ЧТО НУЖНО СДЕЛАТЬ:
1. Определите, согласуются ли с фрагментом документа утверждения (а), (б) и (в). На каждое ответьте «да» или «нет» и приведите решающие слова фрагмента в точной цитате: (а) автор работает с python2.5; (б) при попытке квотить возникает ошибка keyerror; (в) вызов urllib2.urlopen(un) выполнился без ошибки.
2. Какую версию Python указывает автор во фрагменте документа?
3. Воспроизведите часть фрагмента документа, которая начинается со слов, содержащих «[closed] urllib2.urlopen +», и заканчивается словами «чего-то не понимаю?». При этом замените «урл» на «адрес».

ФРАГМЕНТ ДОКУМЕНТА:
+ + + + +
[closed] urllib2.urlopen + unicode

pilot

Никак не получается открыть (urllib2.urlopen) такой вот урл:

http://he.wikibooks.org/wiki/%D7%94%D7%92%D7%93%D7%A8%D7%AA_ClamWin
# urllib2.unquote(_)
'http://he.wikibooks.org/wiki/\7\x94\7\x92\7\x93\7\xa8\7\xaa_ClamWin'
# unicode(_)
u'http://he.wikibooks.org/wiki/\u05d4\u05d2\u05d3\u05e8\u05ea_ClamWin'
-- квотить не получается, keyerror.

Это нормально или я чего-то не понимаю?
python2.5
// совсем ничего :(

pilot

Какое именно представление?
Они друг из друга такими способами и получены.

>>> st
'http://he.wikibooks.org/wiki/%D7%94%D7%92%D7%93%D7%A8%D7%AA_ClamWin'
>>> urllib2.unquote(st)
'http://he.wikibooks.org/wiki/\7\x94\7\x92\7\x93\7\xa8\7\xaa_ClamWin'
>>> _.encode('utf-8')
'http://he.wikibooks.org/wiki/\7\x94\7\x92\7\x93\7\xa8\7\xaa_ClamWin'
>>> unicode(_)
u'http://he.wikibooks.org/wiki/\u05d4\u05d2\u05d3\u05e8\u05ea_ClamWin'
>>> _.encode('utf-8')
'http://he.wikibooks.org/wiki/\7\x94\7\x92\7\x93\7\xa8\7\xaa_ClamWin'
>>> urllib2.quote(_)
'http%3A//he.wikibooks.org/wiki/%D7%94%D7%92%D7%93%D7%A8%D7%AA_ClamWin'

>>> un
u'http://he.wikibooks.org/wiki/\u05d4\u05d2\u05d3\u05e8\u05ea_ClamWin'
>>> urllib2.urlopen(un)
Traceback (most recent call last):
File "<stdin>", line 1, in <module>
File "/Library/Frameworks/Python.framework/Versions/2.5/lib/python2.5/urllib2.py", line 121, in urlopen
return _opener.open(url, data)
File "/Library/Frameworks/Python.framework/Versions/2.5/lib/python2.5/urllib2.py", line 380, in open
response = meth(req, response)
File "/Library/Frameworks/Python.framework/Versions/2.5/lib/python2.5/urllib2.py", line 491, in http_response
'http', request, response, code, msg, hdrs)
File "/Library/Frameworks/Python.framework/Versions/2.5/lib/python2.5/urllib2.py", line 418, in error
return self._call_chain(*args)
+ + + + +
СОДЕРЖИМОЕ НАБОРА ДАННЫХ:

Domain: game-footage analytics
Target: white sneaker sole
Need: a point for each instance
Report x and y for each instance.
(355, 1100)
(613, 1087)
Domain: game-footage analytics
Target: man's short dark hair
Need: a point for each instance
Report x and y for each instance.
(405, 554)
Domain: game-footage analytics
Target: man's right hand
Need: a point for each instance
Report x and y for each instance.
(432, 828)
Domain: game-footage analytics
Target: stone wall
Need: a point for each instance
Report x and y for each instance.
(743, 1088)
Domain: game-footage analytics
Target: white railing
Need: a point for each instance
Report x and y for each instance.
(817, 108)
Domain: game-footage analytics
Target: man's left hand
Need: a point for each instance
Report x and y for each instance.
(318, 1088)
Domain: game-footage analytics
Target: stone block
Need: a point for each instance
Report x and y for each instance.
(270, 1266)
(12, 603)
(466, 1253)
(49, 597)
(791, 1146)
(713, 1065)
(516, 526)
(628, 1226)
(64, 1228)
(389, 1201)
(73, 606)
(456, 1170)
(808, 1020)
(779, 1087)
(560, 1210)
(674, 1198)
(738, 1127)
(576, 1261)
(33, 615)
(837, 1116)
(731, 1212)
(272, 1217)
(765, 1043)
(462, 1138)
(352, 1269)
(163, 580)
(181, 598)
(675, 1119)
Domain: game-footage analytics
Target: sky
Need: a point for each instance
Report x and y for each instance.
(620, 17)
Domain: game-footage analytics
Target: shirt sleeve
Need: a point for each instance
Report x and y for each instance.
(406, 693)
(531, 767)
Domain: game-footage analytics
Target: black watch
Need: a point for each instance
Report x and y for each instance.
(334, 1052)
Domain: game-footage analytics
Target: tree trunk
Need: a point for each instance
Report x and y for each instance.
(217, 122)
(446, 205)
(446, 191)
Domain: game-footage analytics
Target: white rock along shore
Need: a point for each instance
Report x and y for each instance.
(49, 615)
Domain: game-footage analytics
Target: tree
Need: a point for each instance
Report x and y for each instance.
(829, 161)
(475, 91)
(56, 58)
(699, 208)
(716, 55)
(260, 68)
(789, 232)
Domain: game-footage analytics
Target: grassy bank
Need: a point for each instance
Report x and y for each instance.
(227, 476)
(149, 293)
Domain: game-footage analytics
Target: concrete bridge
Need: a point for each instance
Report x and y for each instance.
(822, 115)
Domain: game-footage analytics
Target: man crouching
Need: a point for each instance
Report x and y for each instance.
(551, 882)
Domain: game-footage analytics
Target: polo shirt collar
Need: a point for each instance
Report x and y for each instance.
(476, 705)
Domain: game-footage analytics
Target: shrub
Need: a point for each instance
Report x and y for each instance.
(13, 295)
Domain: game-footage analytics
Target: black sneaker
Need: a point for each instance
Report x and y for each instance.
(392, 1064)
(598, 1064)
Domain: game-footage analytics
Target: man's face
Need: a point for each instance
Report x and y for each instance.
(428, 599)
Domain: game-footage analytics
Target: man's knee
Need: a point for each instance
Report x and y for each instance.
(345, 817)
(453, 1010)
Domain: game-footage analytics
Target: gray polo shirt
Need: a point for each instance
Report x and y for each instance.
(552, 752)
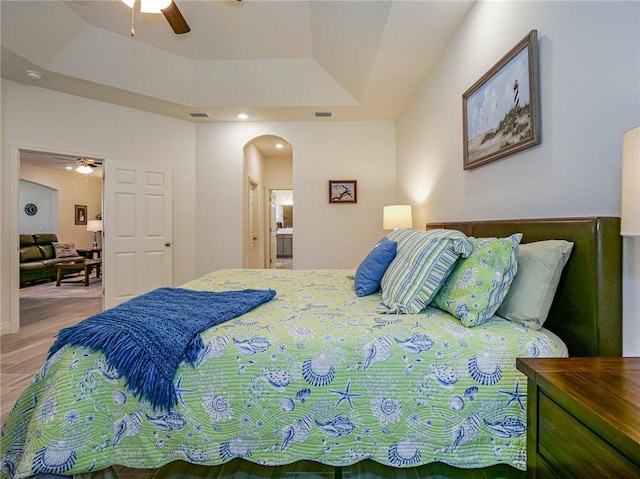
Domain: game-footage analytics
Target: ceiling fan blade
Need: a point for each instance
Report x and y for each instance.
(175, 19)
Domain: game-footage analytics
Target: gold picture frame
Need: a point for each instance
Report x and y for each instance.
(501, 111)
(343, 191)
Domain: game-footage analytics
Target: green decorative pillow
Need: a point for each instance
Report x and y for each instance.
+ + + + +
РЕШЕНИЯ ЗАДАНИЙ:
1.
(а) Да: «python2.5».
(б) Да: «квотить не получается, keyerror.»
(в) Нет: «Traceback (most recent call last):».

2. Автор указывает python2.5.

3.
[closed] urllib2.urlopen + unicode

pilot

Никак не получается открыть (urllib2.urlopen) такой вот адрес:

http://he.wikibooks.org/wiki/%D7%94%D7%92%D7%93%D7%A8%D7%AA_ClamWin
# urllib2.unquote(_)
'http://he.wikibooks.org/wiki/\7\x94\7\x92\7\x93\7\xa8\7\xaa_ClamWin'
# unicode(_)
u'http://he.wikibooks.org/wiki/\u05d4\u05d2\u05d3\u05e8\u05ea_ClamWin'
-- квотить не получается, keyerror.

Это нормально или я чего-то не понимаю?